### Task
Type out all the records once more, exactly.
##### Supplied records
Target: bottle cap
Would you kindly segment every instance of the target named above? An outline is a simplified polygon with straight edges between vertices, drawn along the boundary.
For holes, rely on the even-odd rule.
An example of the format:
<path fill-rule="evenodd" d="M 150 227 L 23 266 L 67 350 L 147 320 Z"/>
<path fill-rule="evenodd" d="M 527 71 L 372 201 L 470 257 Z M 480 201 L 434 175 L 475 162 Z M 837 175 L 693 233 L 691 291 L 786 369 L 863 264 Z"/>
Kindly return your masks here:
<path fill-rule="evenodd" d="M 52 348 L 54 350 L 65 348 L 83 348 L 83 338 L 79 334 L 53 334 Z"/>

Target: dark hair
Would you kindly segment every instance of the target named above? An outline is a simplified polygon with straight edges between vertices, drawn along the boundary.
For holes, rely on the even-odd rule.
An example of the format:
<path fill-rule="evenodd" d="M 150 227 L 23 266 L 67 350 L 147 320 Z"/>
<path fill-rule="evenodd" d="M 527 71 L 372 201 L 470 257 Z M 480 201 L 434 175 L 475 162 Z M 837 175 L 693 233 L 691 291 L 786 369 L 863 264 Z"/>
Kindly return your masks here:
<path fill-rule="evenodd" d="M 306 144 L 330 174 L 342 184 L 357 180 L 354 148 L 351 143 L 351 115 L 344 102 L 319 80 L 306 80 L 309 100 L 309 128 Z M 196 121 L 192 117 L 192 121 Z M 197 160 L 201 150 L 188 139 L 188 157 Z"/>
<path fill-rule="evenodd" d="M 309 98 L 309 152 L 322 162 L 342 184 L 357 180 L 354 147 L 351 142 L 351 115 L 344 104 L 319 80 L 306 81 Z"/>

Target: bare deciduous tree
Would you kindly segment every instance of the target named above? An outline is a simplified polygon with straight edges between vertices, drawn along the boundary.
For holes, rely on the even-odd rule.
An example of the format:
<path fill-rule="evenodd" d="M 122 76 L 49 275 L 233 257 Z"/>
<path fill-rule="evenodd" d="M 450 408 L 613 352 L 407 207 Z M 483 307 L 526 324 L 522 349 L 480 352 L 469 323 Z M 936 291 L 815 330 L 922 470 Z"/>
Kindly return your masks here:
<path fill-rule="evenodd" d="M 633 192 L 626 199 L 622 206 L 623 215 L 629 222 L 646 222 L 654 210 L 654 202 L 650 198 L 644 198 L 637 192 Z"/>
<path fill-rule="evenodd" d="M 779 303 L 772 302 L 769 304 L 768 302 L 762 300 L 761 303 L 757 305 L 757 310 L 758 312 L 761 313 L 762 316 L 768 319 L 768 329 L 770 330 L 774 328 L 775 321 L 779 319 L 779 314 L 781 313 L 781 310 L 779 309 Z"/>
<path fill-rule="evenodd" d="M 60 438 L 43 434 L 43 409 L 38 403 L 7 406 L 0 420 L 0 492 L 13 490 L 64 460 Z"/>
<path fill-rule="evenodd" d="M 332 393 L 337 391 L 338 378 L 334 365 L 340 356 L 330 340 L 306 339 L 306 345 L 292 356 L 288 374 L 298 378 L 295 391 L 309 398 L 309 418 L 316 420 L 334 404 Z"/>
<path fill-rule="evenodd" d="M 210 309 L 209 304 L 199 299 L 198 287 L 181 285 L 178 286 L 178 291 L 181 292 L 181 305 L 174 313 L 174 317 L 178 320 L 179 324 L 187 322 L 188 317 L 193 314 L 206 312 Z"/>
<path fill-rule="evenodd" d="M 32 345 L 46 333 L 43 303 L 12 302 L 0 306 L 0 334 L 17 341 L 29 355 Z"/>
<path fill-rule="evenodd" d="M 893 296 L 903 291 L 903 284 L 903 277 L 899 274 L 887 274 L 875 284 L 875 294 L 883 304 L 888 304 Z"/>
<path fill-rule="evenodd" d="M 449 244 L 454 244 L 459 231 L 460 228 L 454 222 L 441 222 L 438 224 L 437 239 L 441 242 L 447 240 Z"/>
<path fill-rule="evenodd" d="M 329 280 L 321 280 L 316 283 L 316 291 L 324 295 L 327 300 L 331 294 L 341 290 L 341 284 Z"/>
##########
### Answer
Target: bottle cap
Would you kindly segment every instance of the target named above? An outline is a simplified polygon with straight edges between vertices, drawn along the boundary.
For holes, rely on the even-odd rule.
An example of the format:
<path fill-rule="evenodd" d="M 150 227 L 23 266 L 67 350 L 147 320 Z"/>
<path fill-rule="evenodd" d="M 527 71 L 372 201 L 470 257 Z M 480 201 L 434 175 L 475 162 Z M 837 175 L 693 233 L 691 291 L 786 369 L 863 264 Z"/>
Kindly return your masks here:
<path fill-rule="evenodd" d="M 52 348 L 54 350 L 65 348 L 83 348 L 83 338 L 79 334 L 53 334 Z"/>

Target: dark hair
Would you kindly segment every instance of the target named above? An outline is a simplified polygon with straight edges between vertices, drawn along the boundary.
For holes, rely on the even-odd rule.
An example of the format:
<path fill-rule="evenodd" d="M 150 227 L 23 266 L 67 350 L 147 320 Z"/>
<path fill-rule="evenodd" d="M 527 71 L 372 201 L 470 257 Z M 480 201 L 434 175 L 475 162 Z M 837 175 L 693 233 L 691 291 L 786 369 L 863 264 Z"/>
Kindly return your masks here:
<path fill-rule="evenodd" d="M 306 144 L 330 174 L 342 184 L 357 180 L 354 148 L 351 143 L 351 115 L 344 102 L 319 80 L 306 80 L 309 100 L 309 128 Z M 196 121 L 192 117 L 192 121 Z M 197 160 L 201 150 L 188 139 L 188 157 Z"/>
<path fill-rule="evenodd" d="M 309 98 L 309 152 L 322 162 L 342 184 L 357 180 L 354 147 L 351 142 L 351 115 L 344 104 L 319 80 L 306 81 Z"/>

Target: bare deciduous tree
Would you kindly segment every instance of the target named above? An outline is a simplified polygon with straight edges between vertices, drawn along the boundary.
For holes, rely on the even-odd rule.
An example of the format:
<path fill-rule="evenodd" d="M 122 76 L 49 275 L 233 257 Z"/>
<path fill-rule="evenodd" d="M 450 408 L 613 352 L 407 207 Z M 483 307 L 526 324 L 522 349 L 480 352 L 469 323 Z M 936 291 L 815 330 L 922 470 Z"/>
Kindly return your masks here:
<path fill-rule="evenodd" d="M 633 192 L 626 199 L 622 206 L 623 215 L 629 222 L 646 222 L 654 210 L 654 202 L 650 198 L 644 198 L 637 192 Z"/>
<path fill-rule="evenodd" d="M 779 303 L 772 302 L 769 304 L 768 302 L 762 300 L 761 303 L 757 305 L 757 310 L 758 312 L 761 313 L 762 316 L 768 319 L 768 329 L 770 330 L 774 328 L 775 321 L 779 319 L 779 314 L 781 313 L 781 310 L 779 309 Z"/>
<path fill-rule="evenodd" d="M 60 438 L 43 434 L 43 409 L 38 403 L 7 406 L 0 420 L 0 492 L 13 490 L 64 460 Z"/>
<path fill-rule="evenodd" d="M 332 393 L 337 391 L 338 378 L 334 365 L 340 356 L 330 340 L 306 339 L 306 345 L 292 356 L 288 374 L 298 378 L 295 391 L 309 398 L 309 418 L 316 420 L 334 404 Z"/>
<path fill-rule="evenodd" d="M 210 309 L 209 304 L 199 299 L 198 287 L 181 285 L 178 286 L 178 291 L 181 292 L 181 305 L 174 313 L 174 317 L 178 320 L 179 324 L 187 322 L 188 317 L 193 314 L 206 312 Z"/>
<path fill-rule="evenodd" d="M 32 345 L 46 333 L 43 303 L 12 302 L 0 306 L 0 334 L 17 341 L 29 355 Z"/>
<path fill-rule="evenodd" d="M 893 296 L 903 291 L 903 284 L 903 277 L 899 274 L 887 274 L 875 284 L 875 294 L 883 304 L 888 304 Z"/>
<path fill-rule="evenodd" d="M 449 244 L 454 244 L 459 231 L 460 228 L 454 222 L 441 222 L 438 224 L 437 239 L 441 242 L 447 240 Z"/>
<path fill-rule="evenodd" d="M 329 280 L 321 280 L 316 283 L 316 291 L 324 295 L 327 300 L 331 294 L 341 290 L 341 284 Z"/>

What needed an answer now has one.